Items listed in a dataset
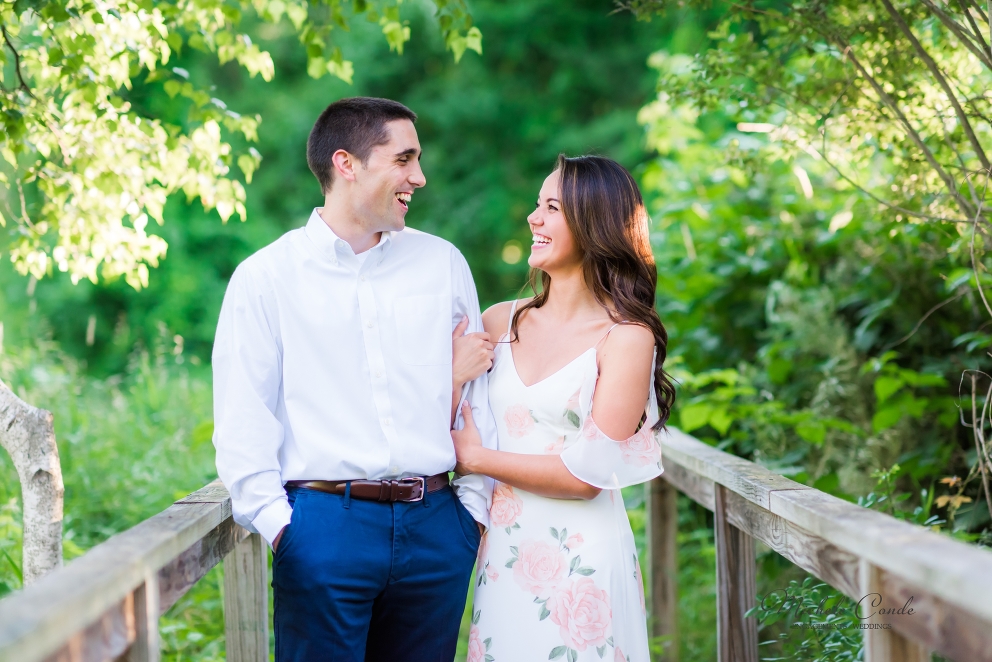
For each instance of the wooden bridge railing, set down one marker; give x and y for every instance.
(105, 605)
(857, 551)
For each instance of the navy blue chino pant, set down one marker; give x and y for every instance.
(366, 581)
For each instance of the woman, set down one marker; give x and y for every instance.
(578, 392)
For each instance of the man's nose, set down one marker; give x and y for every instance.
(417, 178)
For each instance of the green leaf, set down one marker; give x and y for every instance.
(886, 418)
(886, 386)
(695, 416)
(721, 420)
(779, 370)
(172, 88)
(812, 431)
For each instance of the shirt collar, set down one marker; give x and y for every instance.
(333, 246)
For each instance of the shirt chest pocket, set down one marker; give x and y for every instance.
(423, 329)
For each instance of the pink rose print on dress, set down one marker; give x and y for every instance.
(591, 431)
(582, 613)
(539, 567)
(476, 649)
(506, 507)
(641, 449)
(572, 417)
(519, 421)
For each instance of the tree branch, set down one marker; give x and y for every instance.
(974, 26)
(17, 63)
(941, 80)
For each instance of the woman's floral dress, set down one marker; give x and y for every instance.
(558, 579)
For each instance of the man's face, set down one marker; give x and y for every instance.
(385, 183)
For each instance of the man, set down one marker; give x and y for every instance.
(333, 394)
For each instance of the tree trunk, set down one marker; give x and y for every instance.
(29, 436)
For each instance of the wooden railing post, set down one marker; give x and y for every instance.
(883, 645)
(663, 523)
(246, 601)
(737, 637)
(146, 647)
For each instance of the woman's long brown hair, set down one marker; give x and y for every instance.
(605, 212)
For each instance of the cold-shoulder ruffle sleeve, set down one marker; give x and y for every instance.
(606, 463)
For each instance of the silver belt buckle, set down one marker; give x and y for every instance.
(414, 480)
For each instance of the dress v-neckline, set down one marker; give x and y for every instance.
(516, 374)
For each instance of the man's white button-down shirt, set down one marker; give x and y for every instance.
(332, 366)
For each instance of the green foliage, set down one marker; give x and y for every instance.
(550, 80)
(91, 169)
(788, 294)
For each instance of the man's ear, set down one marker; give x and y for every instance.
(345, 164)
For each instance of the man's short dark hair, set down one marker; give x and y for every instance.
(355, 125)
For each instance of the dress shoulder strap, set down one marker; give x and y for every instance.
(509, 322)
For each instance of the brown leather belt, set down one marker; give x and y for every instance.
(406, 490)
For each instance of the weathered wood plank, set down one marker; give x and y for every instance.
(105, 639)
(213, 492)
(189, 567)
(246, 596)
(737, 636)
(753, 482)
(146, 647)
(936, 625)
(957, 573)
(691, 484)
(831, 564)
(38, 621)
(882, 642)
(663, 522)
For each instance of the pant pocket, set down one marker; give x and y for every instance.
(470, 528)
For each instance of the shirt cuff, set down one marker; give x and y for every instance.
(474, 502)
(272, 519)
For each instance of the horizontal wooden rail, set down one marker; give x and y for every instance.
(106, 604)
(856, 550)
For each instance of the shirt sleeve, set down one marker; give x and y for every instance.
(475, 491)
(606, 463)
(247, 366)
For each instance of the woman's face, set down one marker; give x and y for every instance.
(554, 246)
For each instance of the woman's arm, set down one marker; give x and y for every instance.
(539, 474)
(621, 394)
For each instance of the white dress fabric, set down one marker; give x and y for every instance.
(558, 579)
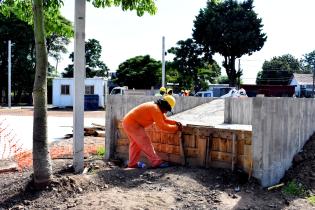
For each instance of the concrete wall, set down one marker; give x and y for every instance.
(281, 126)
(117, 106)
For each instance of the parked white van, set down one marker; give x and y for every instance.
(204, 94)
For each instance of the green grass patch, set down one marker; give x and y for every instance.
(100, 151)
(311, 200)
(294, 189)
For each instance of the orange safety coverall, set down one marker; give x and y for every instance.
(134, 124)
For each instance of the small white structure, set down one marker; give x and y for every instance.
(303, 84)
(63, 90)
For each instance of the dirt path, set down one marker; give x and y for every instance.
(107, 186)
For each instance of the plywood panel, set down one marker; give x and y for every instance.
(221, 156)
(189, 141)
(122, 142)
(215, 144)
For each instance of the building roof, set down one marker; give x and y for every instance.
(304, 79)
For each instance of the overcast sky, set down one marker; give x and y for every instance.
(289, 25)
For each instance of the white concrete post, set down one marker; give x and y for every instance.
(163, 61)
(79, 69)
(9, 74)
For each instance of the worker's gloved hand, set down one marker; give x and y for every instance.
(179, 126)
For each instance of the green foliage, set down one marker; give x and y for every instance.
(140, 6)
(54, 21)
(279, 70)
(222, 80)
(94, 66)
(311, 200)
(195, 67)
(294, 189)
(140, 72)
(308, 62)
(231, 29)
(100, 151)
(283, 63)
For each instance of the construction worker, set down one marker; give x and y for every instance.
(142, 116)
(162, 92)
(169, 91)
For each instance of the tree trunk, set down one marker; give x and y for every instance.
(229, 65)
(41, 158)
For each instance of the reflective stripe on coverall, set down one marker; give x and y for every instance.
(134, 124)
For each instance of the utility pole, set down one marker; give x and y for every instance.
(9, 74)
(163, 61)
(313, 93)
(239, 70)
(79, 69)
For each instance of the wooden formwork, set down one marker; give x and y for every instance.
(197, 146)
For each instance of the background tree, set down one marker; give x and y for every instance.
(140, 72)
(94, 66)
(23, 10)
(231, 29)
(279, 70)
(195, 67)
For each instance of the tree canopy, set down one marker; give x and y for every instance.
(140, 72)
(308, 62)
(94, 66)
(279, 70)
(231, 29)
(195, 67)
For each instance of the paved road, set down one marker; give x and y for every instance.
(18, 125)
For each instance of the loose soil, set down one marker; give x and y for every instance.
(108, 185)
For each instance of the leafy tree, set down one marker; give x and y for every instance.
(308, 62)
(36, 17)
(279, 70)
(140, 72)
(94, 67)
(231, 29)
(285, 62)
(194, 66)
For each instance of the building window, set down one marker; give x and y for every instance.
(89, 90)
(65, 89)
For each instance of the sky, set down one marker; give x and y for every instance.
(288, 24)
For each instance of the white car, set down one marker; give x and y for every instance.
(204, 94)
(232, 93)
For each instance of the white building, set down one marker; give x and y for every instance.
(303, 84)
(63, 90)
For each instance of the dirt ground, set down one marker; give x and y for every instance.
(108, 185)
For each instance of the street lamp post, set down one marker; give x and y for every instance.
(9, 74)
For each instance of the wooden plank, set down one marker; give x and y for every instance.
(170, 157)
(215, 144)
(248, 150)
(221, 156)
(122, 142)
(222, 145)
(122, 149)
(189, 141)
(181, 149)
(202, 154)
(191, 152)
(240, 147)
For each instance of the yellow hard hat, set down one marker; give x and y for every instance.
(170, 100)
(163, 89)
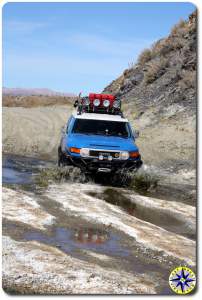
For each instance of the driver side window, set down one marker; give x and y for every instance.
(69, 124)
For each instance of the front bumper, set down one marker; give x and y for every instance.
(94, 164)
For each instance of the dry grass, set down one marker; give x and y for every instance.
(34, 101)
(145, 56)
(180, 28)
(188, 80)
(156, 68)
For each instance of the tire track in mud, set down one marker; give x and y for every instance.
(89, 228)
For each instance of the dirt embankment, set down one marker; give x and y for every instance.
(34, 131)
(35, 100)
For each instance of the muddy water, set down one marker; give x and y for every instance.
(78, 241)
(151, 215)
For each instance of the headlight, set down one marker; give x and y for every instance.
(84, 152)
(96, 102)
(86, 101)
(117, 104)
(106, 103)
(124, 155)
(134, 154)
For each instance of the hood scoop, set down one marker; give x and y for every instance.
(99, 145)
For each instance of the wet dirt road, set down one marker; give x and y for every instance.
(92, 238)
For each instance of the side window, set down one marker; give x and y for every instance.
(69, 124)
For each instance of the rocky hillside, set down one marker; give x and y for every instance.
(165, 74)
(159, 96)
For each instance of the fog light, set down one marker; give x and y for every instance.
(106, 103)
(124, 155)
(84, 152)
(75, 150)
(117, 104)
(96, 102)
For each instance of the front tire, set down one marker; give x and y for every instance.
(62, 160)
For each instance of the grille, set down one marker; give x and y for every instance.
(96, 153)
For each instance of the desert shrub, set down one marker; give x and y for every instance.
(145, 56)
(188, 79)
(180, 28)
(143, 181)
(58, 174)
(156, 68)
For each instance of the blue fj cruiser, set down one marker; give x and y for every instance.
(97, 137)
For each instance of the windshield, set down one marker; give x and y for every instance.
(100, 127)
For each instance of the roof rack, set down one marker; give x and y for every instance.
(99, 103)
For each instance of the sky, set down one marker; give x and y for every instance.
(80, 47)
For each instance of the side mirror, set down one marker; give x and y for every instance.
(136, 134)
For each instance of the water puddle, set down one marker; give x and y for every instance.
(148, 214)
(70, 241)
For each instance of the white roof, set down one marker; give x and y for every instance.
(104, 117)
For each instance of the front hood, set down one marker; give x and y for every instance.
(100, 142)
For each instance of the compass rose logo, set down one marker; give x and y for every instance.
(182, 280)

#### WHAT THIS TASK INVOLVES:
Exactly as they appear, write out the lines from the one containing "For each instance of the wet" through the final line of the entries above, both included.

#### FINAL ANSWER:
For each instance of the wet dirt road, set down one marker; give x and y for every instance.
(92, 238)
For each instance of the side window, set down one marker; give x and y for every instance.
(69, 124)
For each instance of the rocky hillside, set down one marker; give x and y for every instance.
(165, 74)
(159, 96)
For each instance of the fog light, set down one marker; give x and y for every instance.
(106, 103)
(124, 155)
(84, 152)
(75, 150)
(117, 104)
(96, 102)
For each instance of the front tire, set down one marker; give x and y for every instance.
(62, 160)
For each instance of the grille, set down one marker; give x and y for every instance.
(96, 153)
For each instance of the desert shrub, set down one marker; give x and y for every instance.
(145, 56)
(188, 79)
(180, 28)
(143, 181)
(58, 174)
(156, 68)
For each instance of the blue fj cruiser, set down one marker; give x and y for every instance.
(97, 137)
For each instance of the windshield, set down one marker; give x and y for every instance.
(100, 127)
For each instance of the roof rack, set down one marker; give x and y for every instance.
(99, 103)
For each instance of the sky, set down one marker; give x and y for every instance.
(80, 47)
For each instance of the side mirror, set down one marker; give x and y for every instance.
(136, 134)
For each instance of the water puddle, set down one marker; give x and y for every instance.
(148, 214)
(70, 241)
For each instance of the white roof, set down one marker; give x and y for every instance.
(104, 117)
For each instance of the front hood, set down one marker; give x and y for every instance.
(100, 142)
For each instance of the compass rose logo, set down one marker; give x and y for every instance.
(182, 280)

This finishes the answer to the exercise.